GIVEN PROBLEM A
Answer these about the Invasion Force passage, one answer per line:
(i) What was the game's price when it was introduced?
(ii) Which computer was Trek-80 a game for?
(iii) What ship does the player command?

===== TEXT PASSAGE =====

Invasion Force (catalog number 26-1906) was one of the first action games Radio Shack published for the TRS‑80 Model I. It was written by Robert Arnstein and introduced in 1979 on cassette1 for a price of $14.95. There never was a disk version of Invasion Force. Radio Shack also released a game for the PC-2 named Invasion Force (catalog number 26-3705), but it had only a loose connection to the Model I/III version.

Invasion Force was very similar to Trek-80, a game for the Sol-20 computer that was probably also written by Robert Arnstein. Here is a description of Invasion Force from an article titled “A New Real-Time Space Adventure That Puts You in Command of Your Own Starship” from the June 1979 issue of the TRS‑80 Microcomputer News:

Take command of the USS Hephaestus and protect the galaxy against the hated and feared Jovians. The Command Control Display (TRS‑80 screen) places all the ship’s resources at your fingertips. Navigate through space using your hyper or ion engines. Use your long-range and short-range scanners to find the Jovian villains. When you do, attack with one of your four weapon systems — but you had better keep your deflector shields up to protect yourself against counter-attack!

===== EXTRACTED MATERIAL =====

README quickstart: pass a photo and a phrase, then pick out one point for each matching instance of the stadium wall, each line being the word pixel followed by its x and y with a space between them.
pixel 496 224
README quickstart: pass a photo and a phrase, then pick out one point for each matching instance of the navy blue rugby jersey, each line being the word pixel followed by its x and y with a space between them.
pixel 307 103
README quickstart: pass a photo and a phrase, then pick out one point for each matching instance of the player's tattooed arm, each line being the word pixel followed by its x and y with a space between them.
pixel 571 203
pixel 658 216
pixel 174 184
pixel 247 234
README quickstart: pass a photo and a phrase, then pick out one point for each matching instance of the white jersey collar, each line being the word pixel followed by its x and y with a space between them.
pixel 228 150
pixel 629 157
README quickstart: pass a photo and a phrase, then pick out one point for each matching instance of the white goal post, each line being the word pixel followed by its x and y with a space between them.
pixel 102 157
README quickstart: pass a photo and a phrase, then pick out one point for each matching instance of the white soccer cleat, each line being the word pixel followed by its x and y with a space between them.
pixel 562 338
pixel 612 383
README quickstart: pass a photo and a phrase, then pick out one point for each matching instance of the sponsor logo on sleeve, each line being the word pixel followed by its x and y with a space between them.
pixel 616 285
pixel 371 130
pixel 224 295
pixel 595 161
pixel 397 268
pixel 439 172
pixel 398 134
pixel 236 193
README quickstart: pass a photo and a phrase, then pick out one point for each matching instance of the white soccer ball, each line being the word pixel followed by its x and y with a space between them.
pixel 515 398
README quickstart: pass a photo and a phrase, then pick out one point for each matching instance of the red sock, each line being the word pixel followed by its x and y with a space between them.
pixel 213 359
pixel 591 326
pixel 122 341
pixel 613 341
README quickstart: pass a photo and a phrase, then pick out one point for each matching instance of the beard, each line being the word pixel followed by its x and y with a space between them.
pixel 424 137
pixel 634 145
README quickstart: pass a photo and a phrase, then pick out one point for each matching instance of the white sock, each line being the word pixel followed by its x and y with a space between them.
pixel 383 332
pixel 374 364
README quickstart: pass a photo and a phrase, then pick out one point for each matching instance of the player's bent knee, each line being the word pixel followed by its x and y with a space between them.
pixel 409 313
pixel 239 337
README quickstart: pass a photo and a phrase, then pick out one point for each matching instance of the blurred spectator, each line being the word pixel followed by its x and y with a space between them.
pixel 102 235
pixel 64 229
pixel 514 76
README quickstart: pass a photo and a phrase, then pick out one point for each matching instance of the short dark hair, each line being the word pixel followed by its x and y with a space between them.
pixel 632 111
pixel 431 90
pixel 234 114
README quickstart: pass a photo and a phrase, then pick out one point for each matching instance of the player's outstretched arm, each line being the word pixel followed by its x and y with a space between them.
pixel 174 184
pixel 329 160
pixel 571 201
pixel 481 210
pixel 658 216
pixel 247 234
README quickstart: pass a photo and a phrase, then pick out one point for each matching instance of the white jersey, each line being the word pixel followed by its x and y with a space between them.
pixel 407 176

=====

GIVEN PROBLEM B
Duplicate the entries from the line containing "white jersey, each" through the last line of the entries, inclusive.

PROBLEM SOLUTION A
(i) $14.95
(ii) The Sol-20
(iii) The USS Hephaestus

PROBLEM SOLUTION B
README quickstart: pass a photo and a phrase, then pick out one point for each matching instance of the white jersey, each line being the word pixel followed by its x and y with a space between them.
pixel 407 176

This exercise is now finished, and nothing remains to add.